Pouvez-vous reproduire mot pour mot le passage de l'extrait à lire compris entre « Les agrumes ont » et « qu'une importance secondaire. », bornes incluses ?

▸ Extrait à lire
___

Emballage du Chasselas

       Les agrumes ont été peu à peu substitués aux autres espèces fruitières : pêchers, abricotiers, cerisiers, néfliers, etc... qui occupaient encore il y a une vingtaine d'années des surfaces appréciables, mais qui n'ont plus qu'une importance secondaire.
       Près de 300 hectares de terres de médiocre qualité servent de support à une forêt où dominent les pins et les eucalyptus dont les premiers furent plantés par les Trappistes vers 1875-1880. On y rencontre aussi quelques essences de plus grande valeur, comme le frêne et l'orme. Les chemins qui parcourent en tous sens la propriété et en facilitent l'exploitation, sont, pour la plupart, bordés de mûriers, de platanes, de sapindus, de caroubiers, qui, alliant l'utile à l'agréable, ne sont pas les moindres de ses charmes.

___

▸ Matériel fourni
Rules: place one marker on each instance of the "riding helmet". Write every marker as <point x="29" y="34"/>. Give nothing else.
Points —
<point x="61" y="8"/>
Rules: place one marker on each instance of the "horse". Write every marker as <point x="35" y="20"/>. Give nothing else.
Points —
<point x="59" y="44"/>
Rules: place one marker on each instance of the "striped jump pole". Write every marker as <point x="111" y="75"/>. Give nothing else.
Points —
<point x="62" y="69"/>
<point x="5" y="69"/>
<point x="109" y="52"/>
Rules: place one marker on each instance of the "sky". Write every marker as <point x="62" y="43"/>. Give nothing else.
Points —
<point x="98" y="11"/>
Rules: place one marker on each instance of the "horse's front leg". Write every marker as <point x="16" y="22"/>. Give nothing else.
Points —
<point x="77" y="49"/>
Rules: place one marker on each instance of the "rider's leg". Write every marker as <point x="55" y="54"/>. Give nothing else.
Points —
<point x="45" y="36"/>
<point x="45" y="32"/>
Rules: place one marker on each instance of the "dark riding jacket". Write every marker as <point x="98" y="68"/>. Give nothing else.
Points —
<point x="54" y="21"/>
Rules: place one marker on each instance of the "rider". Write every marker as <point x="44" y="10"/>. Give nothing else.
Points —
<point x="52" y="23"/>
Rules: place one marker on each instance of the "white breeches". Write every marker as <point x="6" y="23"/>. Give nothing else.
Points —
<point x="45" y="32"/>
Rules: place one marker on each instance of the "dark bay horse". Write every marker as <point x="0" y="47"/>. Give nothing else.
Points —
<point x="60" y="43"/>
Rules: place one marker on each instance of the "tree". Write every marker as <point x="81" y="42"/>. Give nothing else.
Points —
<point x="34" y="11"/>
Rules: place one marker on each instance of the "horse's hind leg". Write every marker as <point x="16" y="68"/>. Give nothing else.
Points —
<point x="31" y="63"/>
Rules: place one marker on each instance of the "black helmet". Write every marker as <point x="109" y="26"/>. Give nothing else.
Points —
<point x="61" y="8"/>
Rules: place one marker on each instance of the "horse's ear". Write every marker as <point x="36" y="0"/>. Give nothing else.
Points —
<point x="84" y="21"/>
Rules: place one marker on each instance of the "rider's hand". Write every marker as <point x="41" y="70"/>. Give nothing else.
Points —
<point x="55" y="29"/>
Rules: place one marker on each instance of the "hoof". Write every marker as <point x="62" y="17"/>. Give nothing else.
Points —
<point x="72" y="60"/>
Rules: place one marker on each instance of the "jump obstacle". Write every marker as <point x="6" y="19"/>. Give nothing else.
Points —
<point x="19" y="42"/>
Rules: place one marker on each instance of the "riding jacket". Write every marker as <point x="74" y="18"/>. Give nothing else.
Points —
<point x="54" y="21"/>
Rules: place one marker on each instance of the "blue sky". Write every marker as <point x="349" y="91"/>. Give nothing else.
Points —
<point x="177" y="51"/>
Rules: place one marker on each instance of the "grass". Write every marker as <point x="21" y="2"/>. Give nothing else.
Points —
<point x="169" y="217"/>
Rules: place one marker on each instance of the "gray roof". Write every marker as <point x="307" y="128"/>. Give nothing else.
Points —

___

▸ Corrigé de l'exercice
Les agrumes ont été peu à peu substitués aux autres espèces fruitières : pêchers, abricotiers, cerisiers, néfliers, etc... qui occupaient encore il y a une vingtaine d'années des surfaces appréciables, mais qui n'ont plus qu'une importance secondaire.